**Directions for this task**
Retype the records below exactly as they appear.

======== Stored rows ========

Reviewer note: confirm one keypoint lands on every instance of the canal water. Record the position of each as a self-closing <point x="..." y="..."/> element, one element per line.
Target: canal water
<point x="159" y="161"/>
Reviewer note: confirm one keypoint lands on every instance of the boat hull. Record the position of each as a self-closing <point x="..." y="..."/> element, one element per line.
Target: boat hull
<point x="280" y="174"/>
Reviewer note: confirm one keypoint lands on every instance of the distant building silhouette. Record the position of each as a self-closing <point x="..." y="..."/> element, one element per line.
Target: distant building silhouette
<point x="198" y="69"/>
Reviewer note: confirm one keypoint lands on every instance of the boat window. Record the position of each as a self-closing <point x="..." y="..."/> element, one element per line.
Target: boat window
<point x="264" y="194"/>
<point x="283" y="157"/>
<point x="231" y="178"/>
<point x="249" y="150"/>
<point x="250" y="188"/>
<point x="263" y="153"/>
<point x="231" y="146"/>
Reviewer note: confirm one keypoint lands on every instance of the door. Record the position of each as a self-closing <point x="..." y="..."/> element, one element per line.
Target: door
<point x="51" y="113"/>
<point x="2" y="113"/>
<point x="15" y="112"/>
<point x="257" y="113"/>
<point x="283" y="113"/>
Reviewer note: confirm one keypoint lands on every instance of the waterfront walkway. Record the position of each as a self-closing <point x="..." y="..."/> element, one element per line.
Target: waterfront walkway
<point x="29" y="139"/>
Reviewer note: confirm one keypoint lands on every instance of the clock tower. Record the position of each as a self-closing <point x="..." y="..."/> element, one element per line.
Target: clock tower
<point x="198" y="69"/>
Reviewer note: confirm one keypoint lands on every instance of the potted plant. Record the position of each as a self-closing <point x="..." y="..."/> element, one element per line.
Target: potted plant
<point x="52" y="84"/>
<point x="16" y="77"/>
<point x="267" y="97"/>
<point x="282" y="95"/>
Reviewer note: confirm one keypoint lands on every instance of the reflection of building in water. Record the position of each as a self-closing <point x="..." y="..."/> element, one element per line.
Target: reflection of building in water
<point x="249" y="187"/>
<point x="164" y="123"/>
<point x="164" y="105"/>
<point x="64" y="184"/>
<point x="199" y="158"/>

========

**Reply**
Reviewer note: confirm one keypoint lands on every instance of the canal water. Record the position of each as a self-closing <point x="..." y="..."/> element, one element per line.
Target: canal water
<point x="159" y="161"/>
Reviewer note: confirm one keypoint lands on every instance of the boat hull. Record the position of each as a self-closing <point x="..." y="..."/> element, one element per line.
Target: boat hull
<point x="280" y="174"/>
Reviewer note: confirm one keypoint lands on every instance of the distant building silhouette. Record the position of each as a self-closing <point x="..." y="..."/> element, one element per line.
Target: distant building silhouette
<point x="198" y="69"/>
Reviewer note: confirm one keypoint lands on every instance of the boat window. Record the position of each as a self-closing <point x="..." y="..."/> element, one element per line.
Target: boat window
<point x="264" y="194"/>
<point x="283" y="157"/>
<point x="231" y="178"/>
<point x="249" y="150"/>
<point x="250" y="188"/>
<point x="263" y="153"/>
<point x="231" y="146"/>
Reviewer note: confirm one keypoint lands on every instance of the door. Record the position of each as a self-closing <point x="..." y="..."/> element, one element per line.
Target: door
<point x="51" y="113"/>
<point x="2" y="113"/>
<point x="15" y="112"/>
<point x="257" y="113"/>
<point x="283" y="113"/>
Reviewer note: confirm one keypoint lands on every instance of the waterfront walkway. Record the position of each as a self-closing <point x="..." y="..."/> element, one element per line.
Target: waterfront walkway
<point x="29" y="139"/>
Reviewer note: confirm one keypoint lands on every instance of the clock tower. Record the position of each as a self-closing <point x="..." y="..."/> element, one element per line.
Target: clock tower
<point x="198" y="69"/>
Reviewer note: confirm one keypoint lands on every instance of the potted plant. Record the position of each as a self-closing <point x="..." y="..."/> element, one element per line.
Target: potted plant
<point x="52" y="84"/>
<point x="16" y="77"/>
<point x="267" y="97"/>
<point x="282" y="95"/>
Reviewer note: confirm one keypoint lands on every instance of the reflection of building in water. Record the position of each as a self-closing <point x="..." y="..."/> element, one element per line.
Target: reflection of building in water
<point x="249" y="187"/>
<point x="164" y="123"/>
<point x="164" y="105"/>
<point x="64" y="184"/>
<point x="199" y="158"/>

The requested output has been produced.